**Exercise prompt:**
Check every line below for the string "book", and copy the lines that contain it.

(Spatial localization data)
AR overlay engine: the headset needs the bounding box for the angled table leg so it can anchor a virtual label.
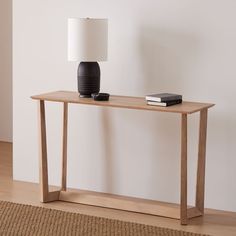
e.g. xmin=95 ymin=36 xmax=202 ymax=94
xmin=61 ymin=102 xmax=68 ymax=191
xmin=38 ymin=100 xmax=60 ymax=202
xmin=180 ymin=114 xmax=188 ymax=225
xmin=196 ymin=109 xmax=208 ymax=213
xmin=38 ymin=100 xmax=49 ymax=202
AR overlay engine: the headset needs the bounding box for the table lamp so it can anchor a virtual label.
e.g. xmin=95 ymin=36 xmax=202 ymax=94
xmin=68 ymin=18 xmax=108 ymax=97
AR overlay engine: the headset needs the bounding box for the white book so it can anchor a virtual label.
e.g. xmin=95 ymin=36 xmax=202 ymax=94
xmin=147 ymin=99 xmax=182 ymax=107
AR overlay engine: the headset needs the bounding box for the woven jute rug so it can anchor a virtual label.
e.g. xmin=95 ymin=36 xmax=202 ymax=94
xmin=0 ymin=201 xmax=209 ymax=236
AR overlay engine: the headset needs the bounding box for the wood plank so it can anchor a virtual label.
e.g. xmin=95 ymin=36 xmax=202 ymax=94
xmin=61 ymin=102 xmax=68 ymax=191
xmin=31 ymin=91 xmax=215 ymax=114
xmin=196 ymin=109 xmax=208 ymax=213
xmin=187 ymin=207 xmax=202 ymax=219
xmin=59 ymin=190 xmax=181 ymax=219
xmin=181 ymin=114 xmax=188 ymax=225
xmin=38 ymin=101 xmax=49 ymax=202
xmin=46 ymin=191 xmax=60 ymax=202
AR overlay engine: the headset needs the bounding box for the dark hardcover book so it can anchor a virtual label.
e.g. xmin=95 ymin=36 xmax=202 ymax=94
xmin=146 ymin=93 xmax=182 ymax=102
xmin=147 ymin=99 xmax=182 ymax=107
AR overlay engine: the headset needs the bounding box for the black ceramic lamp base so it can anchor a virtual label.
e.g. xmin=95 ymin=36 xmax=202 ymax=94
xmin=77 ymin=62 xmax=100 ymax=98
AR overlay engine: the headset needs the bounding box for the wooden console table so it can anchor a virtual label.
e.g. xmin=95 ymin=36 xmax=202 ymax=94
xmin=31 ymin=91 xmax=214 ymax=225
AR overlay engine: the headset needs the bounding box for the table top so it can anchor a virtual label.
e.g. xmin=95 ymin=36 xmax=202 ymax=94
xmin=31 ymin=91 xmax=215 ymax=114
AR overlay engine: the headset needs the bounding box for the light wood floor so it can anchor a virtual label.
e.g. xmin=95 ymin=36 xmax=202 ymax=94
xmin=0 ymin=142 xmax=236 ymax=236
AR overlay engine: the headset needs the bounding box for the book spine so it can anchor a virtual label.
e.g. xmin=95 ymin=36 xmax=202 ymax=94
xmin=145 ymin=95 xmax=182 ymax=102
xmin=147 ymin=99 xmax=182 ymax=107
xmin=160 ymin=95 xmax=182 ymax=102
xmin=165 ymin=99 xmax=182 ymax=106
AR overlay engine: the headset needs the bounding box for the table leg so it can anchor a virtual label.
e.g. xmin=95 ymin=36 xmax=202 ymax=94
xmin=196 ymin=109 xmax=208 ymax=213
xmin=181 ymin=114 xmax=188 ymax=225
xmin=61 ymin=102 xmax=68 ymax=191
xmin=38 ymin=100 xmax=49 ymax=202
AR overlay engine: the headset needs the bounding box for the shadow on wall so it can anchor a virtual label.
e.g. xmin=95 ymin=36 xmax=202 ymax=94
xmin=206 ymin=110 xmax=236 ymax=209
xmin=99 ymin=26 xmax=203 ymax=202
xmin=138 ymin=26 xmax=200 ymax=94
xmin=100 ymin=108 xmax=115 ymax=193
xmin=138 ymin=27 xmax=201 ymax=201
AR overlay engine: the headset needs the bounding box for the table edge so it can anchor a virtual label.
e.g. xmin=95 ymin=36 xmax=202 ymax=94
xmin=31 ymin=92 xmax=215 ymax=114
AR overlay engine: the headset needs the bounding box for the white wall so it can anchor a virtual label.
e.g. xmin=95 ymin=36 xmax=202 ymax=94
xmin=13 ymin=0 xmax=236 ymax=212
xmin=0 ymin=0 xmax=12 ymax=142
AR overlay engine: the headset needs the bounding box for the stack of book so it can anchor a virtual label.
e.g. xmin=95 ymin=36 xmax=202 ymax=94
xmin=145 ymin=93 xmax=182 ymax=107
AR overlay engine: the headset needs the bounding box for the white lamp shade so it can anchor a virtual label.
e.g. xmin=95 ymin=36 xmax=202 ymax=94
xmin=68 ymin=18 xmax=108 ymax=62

**Your response:**
AR overlay engine: the headset needs the bounding box for the white book so it can anchor a virtual label.
AR overlay engine: the headset needs the bounding box for the dark hardcover book so it can anchor a virtual label.
AR overlay engine: the headset needs the bounding box for the book spine so it can anchor a virtual label.
AR overlay engine: the headset needs the bounding box for the stack of book so it can anchor a virtual label.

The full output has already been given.